[Entries from a pointing dataset]
'''

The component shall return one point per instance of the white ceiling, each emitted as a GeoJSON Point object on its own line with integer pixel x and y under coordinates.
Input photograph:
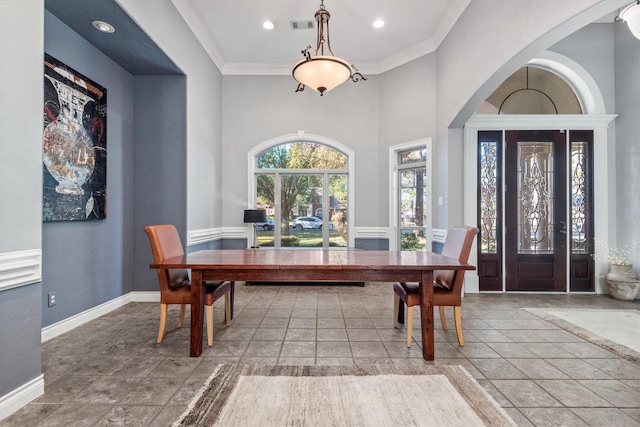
{"type": "Point", "coordinates": [231, 31]}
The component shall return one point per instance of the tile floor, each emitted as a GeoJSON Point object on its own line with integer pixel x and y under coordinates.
{"type": "Point", "coordinates": [111, 372]}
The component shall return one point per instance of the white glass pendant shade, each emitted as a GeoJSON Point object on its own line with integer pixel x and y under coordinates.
{"type": "Point", "coordinates": [631, 16]}
{"type": "Point", "coordinates": [322, 73]}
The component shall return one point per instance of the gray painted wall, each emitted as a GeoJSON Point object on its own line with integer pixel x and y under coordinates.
{"type": "Point", "coordinates": [627, 168]}
{"type": "Point", "coordinates": [259, 108]}
{"type": "Point", "coordinates": [87, 263]}
{"type": "Point", "coordinates": [21, 99]}
{"type": "Point", "coordinates": [162, 22]}
{"type": "Point", "coordinates": [160, 166]}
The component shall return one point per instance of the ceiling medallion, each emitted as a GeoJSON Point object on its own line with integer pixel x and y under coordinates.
{"type": "Point", "coordinates": [323, 72]}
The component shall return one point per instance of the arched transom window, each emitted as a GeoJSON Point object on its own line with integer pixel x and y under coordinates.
{"type": "Point", "coordinates": [304, 187]}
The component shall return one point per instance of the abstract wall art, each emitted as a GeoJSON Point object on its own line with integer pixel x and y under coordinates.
{"type": "Point", "coordinates": [74, 145]}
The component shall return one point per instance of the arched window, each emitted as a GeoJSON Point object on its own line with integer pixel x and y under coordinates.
{"type": "Point", "coordinates": [298, 182]}
{"type": "Point", "coordinates": [532, 90]}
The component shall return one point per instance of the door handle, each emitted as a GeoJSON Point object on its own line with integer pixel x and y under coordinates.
{"type": "Point", "coordinates": [563, 227]}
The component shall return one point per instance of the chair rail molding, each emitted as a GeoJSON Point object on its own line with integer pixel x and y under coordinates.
{"type": "Point", "coordinates": [20, 268]}
{"type": "Point", "coordinates": [372, 232]}
{"type": "Point", "coordinates": [439, 235]}
{"type": "Point", "coordinates": [197, 237]}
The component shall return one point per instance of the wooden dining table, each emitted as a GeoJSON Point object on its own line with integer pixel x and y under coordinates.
{"type": "Point", "coordinates": [313, 265]}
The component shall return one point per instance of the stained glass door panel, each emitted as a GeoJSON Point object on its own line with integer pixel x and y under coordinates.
{"type": "Point", "coordinates": [535, 206]}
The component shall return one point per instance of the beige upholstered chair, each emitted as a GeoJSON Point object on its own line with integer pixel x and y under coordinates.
{"type": "Point", "coordinates": [447, 286]}
{"type": "Point", "coordinates": [175, 287]}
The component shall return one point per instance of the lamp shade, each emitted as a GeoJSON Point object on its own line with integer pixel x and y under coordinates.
{"type": "Point", "coordinates": [631, 15]}
{"type": "Point", "coordinates": [322, 73]}
{"type": "Point", "coordinates": [255, 215]}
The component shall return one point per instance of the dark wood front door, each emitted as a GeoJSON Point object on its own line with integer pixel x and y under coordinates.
{"type": "Point", "coordinates": [536, 211]}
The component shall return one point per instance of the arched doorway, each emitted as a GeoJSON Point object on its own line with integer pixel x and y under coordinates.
{"type": "Point", "coordinates": [531, 148]}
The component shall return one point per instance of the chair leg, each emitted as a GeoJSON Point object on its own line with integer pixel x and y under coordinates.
{"type": "Point", "coordinates": [409, 325]}
{"type": "Point", "coordinates": [181, 318]}
{"type": "Point", "coordinates": [396, 309]}
{"type": "Point", "coordinates": [208, 312]}
{"type": "Point", "coordinates": [458, 320]}
{"type": "Point", "coordinates": [443, 319]}
{"type": "Point", "coordinates": [227, 308]}
{"type": "Point", "coordinates": [163, 322]}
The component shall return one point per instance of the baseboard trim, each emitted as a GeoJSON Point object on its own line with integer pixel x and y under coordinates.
{"type": "Point", "coordinates": [79, 319]}
{"type": "Point", "coordinates": [16, 399]}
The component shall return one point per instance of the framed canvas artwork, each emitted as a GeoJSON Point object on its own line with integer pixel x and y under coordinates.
{"type": "Point", "coordinates": [74, 149]}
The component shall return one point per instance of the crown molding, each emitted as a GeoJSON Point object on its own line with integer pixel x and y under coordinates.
{"type": "Point", "coordinates": [194, 21]}
{"type": "Point", "coordinates": [20, 268]}
{"type": "Point", "coordinates": [188, 11]}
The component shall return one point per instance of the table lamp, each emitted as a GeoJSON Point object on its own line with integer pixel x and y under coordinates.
{"type": "Point", "coordinates": [253, 216]}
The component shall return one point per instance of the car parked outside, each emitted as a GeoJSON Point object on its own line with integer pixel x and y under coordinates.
{"type": "Point", "coordinates": [306, 222]}
{"type": "Point", "coordinates": [269, 225]}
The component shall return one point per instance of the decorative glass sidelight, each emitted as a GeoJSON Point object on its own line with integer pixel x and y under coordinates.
{"type": "Point", "coordinates": [579, 198]}
{"type": "Point", "coordinates": [535, 187]}
{"type": "Point", "coordinates": [489, 197]}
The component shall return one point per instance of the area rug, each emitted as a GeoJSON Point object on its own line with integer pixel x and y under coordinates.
{"type": "Point", "coordinates": [364, 395]}
{"type": "Point", "coordinates": [617, 330]}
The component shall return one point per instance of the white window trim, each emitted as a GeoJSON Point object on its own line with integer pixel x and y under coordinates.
{"type": "Point", "coordinates": [394, 220]}
{"type": "Point", "coordinates": [302, 136]}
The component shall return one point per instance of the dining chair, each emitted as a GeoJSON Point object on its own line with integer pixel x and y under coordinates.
{"type": "Point", "coordinates": [175, 285]}
{"type": "Point", "coordinates": [447, 285]}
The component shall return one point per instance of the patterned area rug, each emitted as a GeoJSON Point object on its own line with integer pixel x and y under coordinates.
{"type": "Point", "coordinates": [370, 395]}
{"type": "Point", "coordinates": [599, 326]}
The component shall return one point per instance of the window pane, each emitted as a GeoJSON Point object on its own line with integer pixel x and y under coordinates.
{"type": "Point", "coordinates": [301, 155]}
{"type": "Point", "coordinates": [412, 197]}
{"type": "Point", "coordinates": [488, 196]}
{"type": "Point", "coordinates": [580, 198]}
{"type": "Point", "coordinates": [413, 156]}
{"type": "Point", "coordinates": [412, 203]}
{"type": "Point", "coordinates": [301, 199]}
{"type": "Point", "coordinates": [535, 189]}
{"type": "Point", "coordinates": [265, 199]}
{"type": "Point", "coordinates": [338, 199]}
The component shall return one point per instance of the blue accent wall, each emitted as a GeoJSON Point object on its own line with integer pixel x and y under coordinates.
{"type": "Point", "coordinates": [160, 165]}
{"type": "Point", "coordinates": [87, 263]}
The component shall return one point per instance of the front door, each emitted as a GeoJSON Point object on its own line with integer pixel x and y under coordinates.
{"type": "Point", "coordinates": [536, 211]}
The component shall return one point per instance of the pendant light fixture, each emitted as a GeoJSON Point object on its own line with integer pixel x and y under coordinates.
{"type": "Point", "coordinates": [631, 15]}
{"type": "Point", "coordinates": [323, 72]}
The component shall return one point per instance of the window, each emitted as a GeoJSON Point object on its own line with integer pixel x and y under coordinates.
{"type": "Point", "coordinates": [412, 199]}
{"type": "Point", "coordinates": [298, 183]}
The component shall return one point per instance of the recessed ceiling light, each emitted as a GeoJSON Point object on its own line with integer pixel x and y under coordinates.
{"type": "Point", "coordinates": [105, 27]}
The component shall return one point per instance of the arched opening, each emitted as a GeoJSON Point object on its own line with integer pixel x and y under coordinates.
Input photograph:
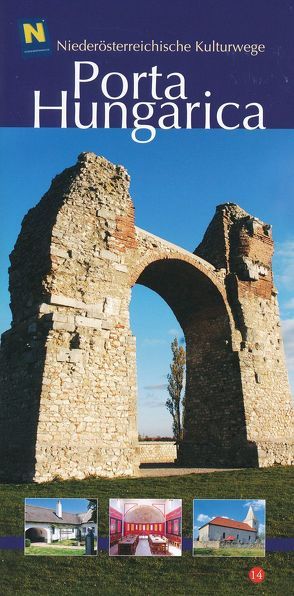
{"type": "Point", "coordinates": [214, 420]}
{"type": "Point", "coordinates": [154, 325]}
{"type": "Point", "coordinates": [37, 534]}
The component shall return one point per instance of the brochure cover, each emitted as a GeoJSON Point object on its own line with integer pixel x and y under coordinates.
{"type": "Point", "coordinates": [146, 361]}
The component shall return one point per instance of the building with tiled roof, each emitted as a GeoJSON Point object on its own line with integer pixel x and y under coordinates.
{"type": "Point", "coordinates": [43, 524]}
{"type": "Point", "coordinates": [224, 528]}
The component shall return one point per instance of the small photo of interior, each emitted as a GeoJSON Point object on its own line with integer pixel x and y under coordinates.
{"type": "Point", "coordinates": [145, 527]}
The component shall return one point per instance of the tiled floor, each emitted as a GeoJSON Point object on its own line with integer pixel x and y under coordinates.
{"type": "Point", "coordinates": [143, 549]}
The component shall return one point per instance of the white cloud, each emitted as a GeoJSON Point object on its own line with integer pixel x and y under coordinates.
{"type": "Point", "coordinates": [290, 304]}
{"type": "Point", "coordinates": [256, 504]}
{"type": "Point", "coordinates": [175, 332]}
{"type": "Point", "coordinates": [162, 387]}
{"type": "Point", "coordinates": [284, 264]}
{"type": "Point", "coordinates": [203, 518]}
{"type": "Point", "coordinates": [261, 529]}
{"type": "Point", "coordinates": [288, 335]}
{"type": "Point", "coordinates": [153, 341]}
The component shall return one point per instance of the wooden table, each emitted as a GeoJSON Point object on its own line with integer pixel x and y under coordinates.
{"type": "Point", "coordinates": [158, 544]}
{"type": "Point", "coordinates": [127, 545]}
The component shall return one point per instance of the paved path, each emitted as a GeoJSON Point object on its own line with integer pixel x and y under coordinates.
{"type": "Point", "coordinates": [173, 471]}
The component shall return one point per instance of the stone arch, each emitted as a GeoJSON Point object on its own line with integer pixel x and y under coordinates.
{"type": "Point", "coordinates": [214, 408]}
{"type": "Point", "coordinates": [68, 363]}
{"type": "Point", "coordinates": [143, 513]}
{"type": "Point", "coordinates": [37, 534]}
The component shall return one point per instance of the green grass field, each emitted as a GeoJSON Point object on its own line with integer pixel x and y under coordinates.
{"type": "Point", "coordinates": [54, 551]}
{"type": "Point", "coordinates": [229, 552]}
{"type": "Point", "coordinates": [125, 576]}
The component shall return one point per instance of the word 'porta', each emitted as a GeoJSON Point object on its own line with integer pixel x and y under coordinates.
{"type": "Point", "coordinates": [147, 115]}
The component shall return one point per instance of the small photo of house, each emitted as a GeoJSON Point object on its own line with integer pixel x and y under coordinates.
{"type": "Point", "coordinates": [229, 528]}
{"type": "Point", "coordinates": [61, 527]}
{"type": "Point", "coordinates": [145, 527]}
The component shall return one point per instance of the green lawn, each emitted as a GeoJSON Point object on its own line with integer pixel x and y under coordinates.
{"type": "Point", "coordinates": [125, 576]}
{"type": "Point", "coordinates": [229, 552]}
{"type": "Point", "coordinates": [54, 551]}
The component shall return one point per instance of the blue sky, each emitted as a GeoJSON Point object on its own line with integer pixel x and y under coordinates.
{"type": "Point", "coordinates": [206, 509]}
{"type": "Point", "coordinates": [68, 505]}
{"type": "Point", "coordinates": [176, 183]}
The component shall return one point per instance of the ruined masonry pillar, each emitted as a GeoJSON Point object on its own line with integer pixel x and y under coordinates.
{"type": "Point", "coordinates": [68, 362]}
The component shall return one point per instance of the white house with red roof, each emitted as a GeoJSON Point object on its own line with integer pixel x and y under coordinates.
{"type": "Point", "coordinates": [224, 528]}
{"type": "Point", "coordinates": [43, 524]}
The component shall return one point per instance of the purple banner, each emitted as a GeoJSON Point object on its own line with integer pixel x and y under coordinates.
{"type": "Point", "coordinates": [239, 53]}
{"type": "Point", "coordinates": [281, 545]}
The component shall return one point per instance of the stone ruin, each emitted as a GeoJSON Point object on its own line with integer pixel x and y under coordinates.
{"type": "Point", "coordinates": [68, 363]}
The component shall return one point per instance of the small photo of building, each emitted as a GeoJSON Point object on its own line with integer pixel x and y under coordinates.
{"type": "Point", "coordinates": [61, 527]}
{"type": "Point", "coordinates": [229, 527]}
{"type": "Point", "coordinates": [145, 527]}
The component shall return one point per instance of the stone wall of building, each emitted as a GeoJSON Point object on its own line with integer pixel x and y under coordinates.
{"type": "Point", "coordinates": [157, 452]}
{"type": "Point", "coordinates": [68, 363]}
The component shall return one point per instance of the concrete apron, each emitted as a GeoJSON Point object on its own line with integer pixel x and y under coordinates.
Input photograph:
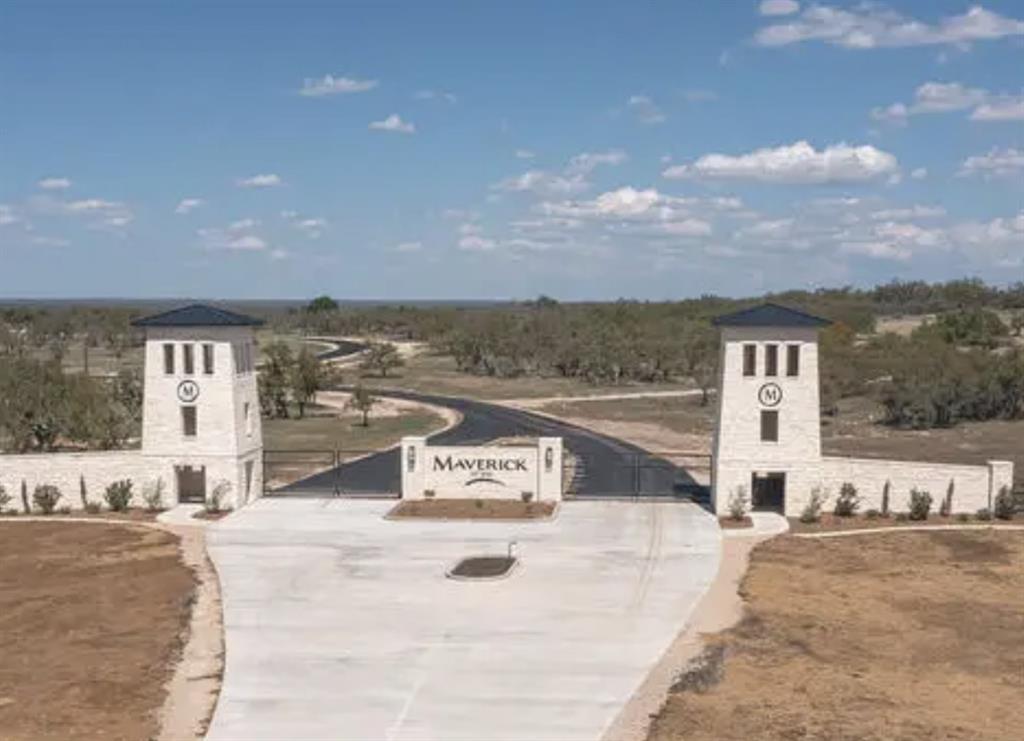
{"type": "Point", "coordinates": [340, 624]}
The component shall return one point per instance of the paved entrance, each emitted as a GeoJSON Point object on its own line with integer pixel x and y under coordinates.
{"type": "Point", "coordinates": [340, 624]}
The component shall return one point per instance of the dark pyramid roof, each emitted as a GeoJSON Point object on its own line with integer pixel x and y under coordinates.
{"type": "Point", "coordinates": [198, 315]}
{"type": "Point", "coordinates": [770, 315]}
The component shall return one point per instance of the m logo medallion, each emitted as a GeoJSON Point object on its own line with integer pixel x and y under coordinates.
{"type": "Point", "coordinates": [187, 391]}
{"type": "Point", "coordinates": [770, 395]}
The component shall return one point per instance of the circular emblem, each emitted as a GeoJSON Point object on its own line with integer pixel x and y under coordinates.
{"type": "Point", "coordinates": [770, 395]}
{"type": "Point", "coordinates": [188, 391]}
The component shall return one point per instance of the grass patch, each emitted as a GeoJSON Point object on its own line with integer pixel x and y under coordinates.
{"type": "Point", "coordinates": [330, 432]}
{"type": "Point", "coordinates": [679, 413]}
{"type": "Point", "coordinates": [433, 374]}
{"type": "Point", "coordinates": [912, 636]}
{"type": "Point", "coordinates": [472, 510]}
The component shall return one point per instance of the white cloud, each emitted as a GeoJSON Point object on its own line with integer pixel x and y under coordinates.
{"type": "Point", "coordinates": [476, 243]}
{"type": "Point", "coordinates": [54, 183]}
{"type": "Point", "coordinates": [92, 205]}
{"type": "Point", "coordinates": [869, 26]}
{"type": "Point", "coordinates": [7, 215]}
{"type": "Point", "coordinates": [541, 181]}
{"type": "Point", "coordinates": [260, 181]}
{"type": "Point", "coordinates": [188, 205]}
{"type": "Point", "coordinates": [941, 97]}
{"type": "Point", "coordinates": [798, 163]}
{"type": "Point", "coordinates": [877, 250]}
{"type": "Point", "coordinates": [913, 212]}
{"type": "Point", "coordinates": [435, 95]}
{"type": "Point", "coordinates": [997, 163]}
{"type": "Point", "coordinates": [331, 85]}
{"type": "Point", "coordinates": [571, 180]}
{"type": "Point", "coordinates": [645, 110]}
{"type": "Point", "coordinates": [1005, 107]}
{"type": "Point", "coordinates": [778, 7]}
{"type": "Point", "coordinates": [393, 123]}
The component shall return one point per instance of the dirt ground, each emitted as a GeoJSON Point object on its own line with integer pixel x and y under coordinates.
{"type": "Point", "coordinates": [90, 619]}
{"type": "Point", "coordinates": [903, 636]}
{"type": "Point", "coordinates": [473, 510]}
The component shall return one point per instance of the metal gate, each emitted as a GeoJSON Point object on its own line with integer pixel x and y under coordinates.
{"type": "Point", "coordinates": [320, 473]}
{"type": "Point", "coordinates": [669, 474]}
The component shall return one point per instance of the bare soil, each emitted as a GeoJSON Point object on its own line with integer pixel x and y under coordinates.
{"type": "Point", "coordinates": [91, 617]}
{"type": "Point", "coordinates": [472, 510]}
{"type": "Point", "coordinates": [908, 636]}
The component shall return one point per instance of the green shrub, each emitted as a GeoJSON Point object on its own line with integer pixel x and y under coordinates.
{"type": "Point", "coordinates": [1003, 507]}
{"type": "Point", "coordinates": [45, 497]}
{"type": "Point", "coordinates": [737, 504]}
{"type": "Point", "coordinates": [154, 496]}
{"type": "Point", "coordinates": [847, 502]}
{"type": "Point", "coordinates": [215, 500]}
{"type": "Point", "coordinates": [812, 510]}
{"type": "Point", "coordinates": [119, 495]}
{"type": "Point", "coordinates": [920, 505]}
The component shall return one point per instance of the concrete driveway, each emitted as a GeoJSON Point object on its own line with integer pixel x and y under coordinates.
{"type": "Point", "coordinates": [341, 624]}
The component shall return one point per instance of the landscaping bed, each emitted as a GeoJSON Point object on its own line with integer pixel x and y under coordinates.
{"type": "Point", "coordinates": [472, 510]}
{"type": "Point", "coordinates": [830, 522]}
{"type": "Point", "coordinates": [913, 636]}
{"type": "Point", "coordinates": [729, 523]}
{"type": "Point", "coordinates": [91, 617]}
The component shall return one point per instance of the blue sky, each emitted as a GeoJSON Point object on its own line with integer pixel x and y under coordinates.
{"type": "Point", "coordinates": [443, 150]}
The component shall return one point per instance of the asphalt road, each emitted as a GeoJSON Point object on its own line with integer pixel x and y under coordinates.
{"type": "Point", "coordinates": [605, 466]}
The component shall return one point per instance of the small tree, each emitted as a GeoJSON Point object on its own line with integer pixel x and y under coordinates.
{"type": "Point", "coordinates": [1017, 322]}
{"type": "Point", "coordinates": [363, 401]}
{"type": "Point", "coordinates": [812, 510]}
{"type": "Point", "coordinates": [45, 497]}
{"type": "Point", "coordinates": [946, 508]}
{"type": "Point", "coordinates": [305, 379]}
{"type": "Point", "coordinates": [119, 495]}
{"type": "Point", "coordinates": [738, 503]}
{"type": "Point", "coordinates": [1003, 506]}
{"type": "Point", "coordinates": [848, 500]}
{"type": "Point", "coordinates": [382, 357]}
{"type": "Point", "coordinates": [920, 505]}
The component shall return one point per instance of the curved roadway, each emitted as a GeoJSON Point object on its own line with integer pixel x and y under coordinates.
{"type": "Point", "coordinates": [605, 466]}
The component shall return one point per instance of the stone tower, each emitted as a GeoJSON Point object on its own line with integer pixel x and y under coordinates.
{"type": "Point", "coordinates": [201, 420]}
{"type": "Point", "coordinates": [768, 437]}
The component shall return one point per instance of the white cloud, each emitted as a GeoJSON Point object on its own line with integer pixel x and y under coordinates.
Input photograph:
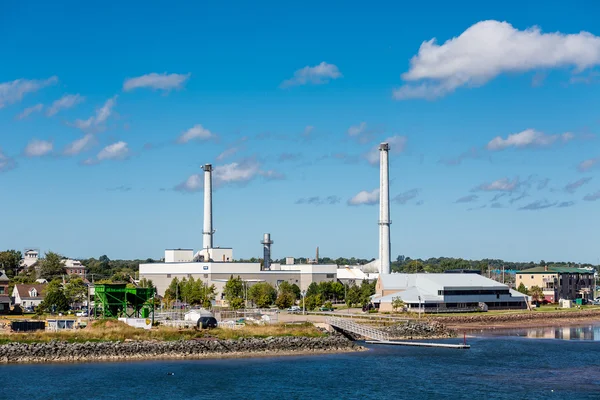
{"type": "Point", "coordinates": [319, 74]}
{"type": "Point", "coordinates": [196, 132]}
{"type": "Point", "coordinates": [102, 114]}
{"type": "Point", "coordinates": [6, 163]}
{"type": "Point", "coordinates": [192, 184]}
{"type": "Point", "coordinates": [501, 185]}
{"type": "Point", "coordinates": [272, 175]}
{"type": "Point", "coordinates": [592, 196]}
{"type": "Point", "coordinates": [587, 164]}
{"type": "Point", "coordinates": [227, 153]}
{"type": "Point", "coordinates": [573, 186]}
{"type": "Point", "coordinates": [162, 81]}
{"type": "Point", "coordinates": [79, 145]}
{"type": "Point", "coordinates": [28, 111]}
{"type": "Point", "coordinates": [232, 173]}
{"type": "Point", "coordinates": [14, 91]}
{"type": "Point", "coordinates": [467, 199]}
{"type": "Point", "coordinates": [64, 103]}
{"type": "Point", "coordinates": [235, 172]}
{"type": "Point", "coordinates": [528, 138]}
{"type": "Point", "coordinates": [397, 146]}
{"type": "Point", "coordinates": [488, 49]}
{"type": "Point", "coordinates": [404, 197]}
{"type": "Point", "coordinates": [308, 130]}
{"type": "Point", "coordinates": [356, 130]}
{"type": "Point", "coordinates": [365, 197]}
{"type": "Point", "coordinates": [38, 148]}
{"type": "Point", "coordinates": [115, 151]}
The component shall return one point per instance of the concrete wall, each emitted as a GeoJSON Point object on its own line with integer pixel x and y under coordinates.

'''

> **EXERCISE**
Pick out every line of the listing above that contains the string "pendant", and copy each one in full. Treat the match as case-sensitive.

> **TASK SOLUTION**
The component shall return one point per instance of the white glass pendant shade, each emitted as a GeoJSON Point object on its own line with integer pixel x and y under coordinates.
The component shall return one point per instance of the pendant light fixture, each emitted as a GeoJSON Point object on its own line with integer pixel x and y under coordinates.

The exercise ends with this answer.